Читать книгу Воспоминания - Сергей Пынзарь - Страница 8
Детство в Сибири
Мужичок с ноготок
ОглавлениеОднажды, в студеную зимнюю пору
Я из лесу вышел; был сильный мороз.
Гляжу, поднимается медленно в гору
Лошадка, везущая хворосту воз.
И шествуя важно, в спокойствии чинном,
Лошадку ведет под уздцы мужичок
В больших сапогах, в полушубке овчинном,
В больших рукавицах… а сам с ноготок!
Да простит меня великий Некрасов – не корысти ради, а для сравнения напоминания. Но начну я с другого. Ну ее, эту работу, от которой кони дохнут. Не волк, в лес не убежит. Об играх наших и забавах детей пятидесятых. Зима, мне скоро шесть, вся детвора катается на склонах. У одних салазки, другие на лыжах самодельных. Редко у кого покупные. Самые красивые салазки – от деревенского мастера по этой части. Детей много, а мастер один. Хотелось и мне, просил – не дошла очередь. Больше всего катались на лотках. Так называли в деревне эту самоделку. С утра запрашивал у Гугла – не знает Гугл такую самоделку, хотя запрашивал по-разному. Чего теперь только нету в продаже, и самоделок разных. Всякое-разное выдает, но такого нету.

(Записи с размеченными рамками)

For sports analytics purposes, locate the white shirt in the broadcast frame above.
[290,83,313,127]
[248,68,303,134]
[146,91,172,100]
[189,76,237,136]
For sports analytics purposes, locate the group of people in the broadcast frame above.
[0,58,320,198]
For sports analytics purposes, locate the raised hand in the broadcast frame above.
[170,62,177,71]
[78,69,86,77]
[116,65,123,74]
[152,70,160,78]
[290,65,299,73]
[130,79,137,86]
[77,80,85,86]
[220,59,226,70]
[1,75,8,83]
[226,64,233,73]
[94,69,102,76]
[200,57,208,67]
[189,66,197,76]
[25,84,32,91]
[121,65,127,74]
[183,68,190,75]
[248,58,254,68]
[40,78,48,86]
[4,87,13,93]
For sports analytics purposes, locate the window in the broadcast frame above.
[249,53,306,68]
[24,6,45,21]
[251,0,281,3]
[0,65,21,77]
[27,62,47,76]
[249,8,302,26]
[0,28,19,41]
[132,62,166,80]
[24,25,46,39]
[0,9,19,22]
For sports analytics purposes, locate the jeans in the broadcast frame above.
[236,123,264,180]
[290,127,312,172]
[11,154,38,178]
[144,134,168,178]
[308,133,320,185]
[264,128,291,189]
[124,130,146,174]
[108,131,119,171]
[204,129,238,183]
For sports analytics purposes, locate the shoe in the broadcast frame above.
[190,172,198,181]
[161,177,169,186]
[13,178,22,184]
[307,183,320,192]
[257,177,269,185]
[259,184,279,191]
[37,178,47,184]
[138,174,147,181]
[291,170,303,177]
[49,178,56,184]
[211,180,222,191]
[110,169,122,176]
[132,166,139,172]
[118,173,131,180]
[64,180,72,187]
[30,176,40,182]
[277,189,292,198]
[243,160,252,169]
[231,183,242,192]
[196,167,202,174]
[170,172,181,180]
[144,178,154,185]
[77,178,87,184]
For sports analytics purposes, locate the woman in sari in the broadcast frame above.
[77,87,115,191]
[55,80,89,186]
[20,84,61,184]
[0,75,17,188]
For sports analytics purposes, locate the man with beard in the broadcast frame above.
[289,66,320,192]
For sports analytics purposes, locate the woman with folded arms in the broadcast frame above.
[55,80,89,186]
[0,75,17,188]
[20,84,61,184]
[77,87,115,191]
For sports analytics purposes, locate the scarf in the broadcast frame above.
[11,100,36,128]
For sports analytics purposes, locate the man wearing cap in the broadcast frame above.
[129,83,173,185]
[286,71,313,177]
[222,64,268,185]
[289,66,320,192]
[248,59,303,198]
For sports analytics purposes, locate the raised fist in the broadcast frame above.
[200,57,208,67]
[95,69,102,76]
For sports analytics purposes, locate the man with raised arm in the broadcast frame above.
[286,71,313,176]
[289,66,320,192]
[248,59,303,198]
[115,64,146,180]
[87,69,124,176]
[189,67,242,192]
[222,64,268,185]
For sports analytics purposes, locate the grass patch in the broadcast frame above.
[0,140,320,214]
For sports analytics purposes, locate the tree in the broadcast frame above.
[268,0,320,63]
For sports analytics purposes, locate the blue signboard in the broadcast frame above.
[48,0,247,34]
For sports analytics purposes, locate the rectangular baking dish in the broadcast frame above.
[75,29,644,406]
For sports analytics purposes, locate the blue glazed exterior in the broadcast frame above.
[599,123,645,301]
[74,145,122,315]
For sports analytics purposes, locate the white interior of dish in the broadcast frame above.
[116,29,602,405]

Задачи и задания ->
a) Воспроизведите из фрагмента воспоминаний отрывок от слов «Читать книгу Воспоминания» до слов «везущая хворосту воз.» включительно.
b) Как, согласно фрагменту воспоминаний, в деревне называли самоделку, на которой дети катались больше всего?
Отвечайте, опираясь только на фрагмент воспоминаний.

Результаты по порядку ->
a)
Читать книгу Воспоминания - Сергей Пынзарь - Страница 8
Детство в Сибири
Мужичок с ноготок
ОглавлениеОднажды, в студеную зимнюю пору
Я из лесу вышел; был сильный мороз.
Гляжу, поднимается медленно в гору
Лошадка, везущая хворосту воз.

b) Лотками.